**WHAT NEEDS TO BE DONE**
In the SRFI 50 mail archive excerpt, list each different word that comes directly after "asynchronous". Count repeated words once.

**TEXT EXTRACT**
◇ ◇ ◇ ◇ ◇ ◇ ◇

This page is part of the web mail archives of SRFI 50 from before July 7th, 2015. The new archives for SRFI 50 contain all messages, not just those from before July 7th, 2015.




    > From: Michael Sperber <sperber@xxxxxxxxxxxxxxxxxxxxxxxxxxx>

    > Tom> It's silent about asynchronous interrupts which, while not standard
    > Tom> Scheme, are likely to be an important feature of most
    > Tom> implementations.  In an interactive application especially, absense of
    > Tom> support for asynchronous interruption in "built-in" procedures can
    > Tom> spoil an application's usability.

    > Unfortunately, the interfaces to the asynchronous facilities vary
    > greatly between platforms.  I've found that polling is rarely enough.
    > (MzScheme actually provides some functionality to interface with
    > asynchronous facilities.  It's a good start, but needs work to be made
    > more Scheme-implementation-agnostic.)

    > While this is an issue that's clearly worth addressing, it's not clear
    > to me that it needs to be done in this SRFI.


It seems like your choices are:

~ declare that asynchronous interruption of C functions is expressly
  forbidden:  there may not be an asynchronous non-local exit and
  there may not be asynchronous execution of arbitrary Scheme code.

◇ ◇ ◇ ◇ ◇ ◇ ◇

Coordinate annotation records:
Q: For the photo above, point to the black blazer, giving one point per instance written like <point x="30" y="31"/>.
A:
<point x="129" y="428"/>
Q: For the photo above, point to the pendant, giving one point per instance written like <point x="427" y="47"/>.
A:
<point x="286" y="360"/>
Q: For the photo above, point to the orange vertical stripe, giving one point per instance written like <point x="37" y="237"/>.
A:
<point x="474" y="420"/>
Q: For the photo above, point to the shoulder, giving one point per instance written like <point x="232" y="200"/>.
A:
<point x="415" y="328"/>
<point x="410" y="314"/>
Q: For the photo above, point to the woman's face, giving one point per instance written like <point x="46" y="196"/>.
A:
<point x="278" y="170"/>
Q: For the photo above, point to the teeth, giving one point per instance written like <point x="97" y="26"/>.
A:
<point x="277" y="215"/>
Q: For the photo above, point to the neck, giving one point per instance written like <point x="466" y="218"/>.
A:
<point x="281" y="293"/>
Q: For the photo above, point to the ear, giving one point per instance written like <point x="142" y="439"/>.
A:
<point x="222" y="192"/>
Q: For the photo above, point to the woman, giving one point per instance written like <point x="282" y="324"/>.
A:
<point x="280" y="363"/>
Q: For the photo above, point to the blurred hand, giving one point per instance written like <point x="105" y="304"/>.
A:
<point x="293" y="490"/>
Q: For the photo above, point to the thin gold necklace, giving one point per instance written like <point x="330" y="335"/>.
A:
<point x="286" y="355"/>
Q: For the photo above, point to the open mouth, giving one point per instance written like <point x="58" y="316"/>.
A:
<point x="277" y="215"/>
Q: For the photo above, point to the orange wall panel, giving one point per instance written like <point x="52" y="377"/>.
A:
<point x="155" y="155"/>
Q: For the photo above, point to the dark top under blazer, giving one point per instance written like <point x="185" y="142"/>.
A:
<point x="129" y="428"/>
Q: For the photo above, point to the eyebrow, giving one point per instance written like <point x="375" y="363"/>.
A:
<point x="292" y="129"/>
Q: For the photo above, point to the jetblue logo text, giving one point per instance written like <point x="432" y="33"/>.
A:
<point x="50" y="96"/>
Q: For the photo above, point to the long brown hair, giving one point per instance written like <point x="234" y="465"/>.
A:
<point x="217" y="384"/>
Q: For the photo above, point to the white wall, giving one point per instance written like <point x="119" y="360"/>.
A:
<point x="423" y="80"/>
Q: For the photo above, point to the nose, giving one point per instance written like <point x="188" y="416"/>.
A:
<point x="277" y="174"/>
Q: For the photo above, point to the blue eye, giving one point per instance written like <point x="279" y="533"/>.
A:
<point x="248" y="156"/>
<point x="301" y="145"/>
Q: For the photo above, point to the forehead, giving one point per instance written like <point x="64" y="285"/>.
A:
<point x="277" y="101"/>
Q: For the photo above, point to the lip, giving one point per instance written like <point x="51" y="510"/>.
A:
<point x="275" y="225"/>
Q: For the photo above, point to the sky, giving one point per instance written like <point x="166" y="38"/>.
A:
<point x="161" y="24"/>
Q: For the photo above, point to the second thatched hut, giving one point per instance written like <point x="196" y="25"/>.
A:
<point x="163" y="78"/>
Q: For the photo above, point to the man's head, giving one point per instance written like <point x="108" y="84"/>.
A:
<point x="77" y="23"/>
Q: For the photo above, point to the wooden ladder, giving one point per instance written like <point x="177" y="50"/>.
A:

◇ ◇ ◇ ◇ ◇ ◇ ◇

**ANSWER BELOW**
- interrupts
- interruption
- facilities
- non-local
- execution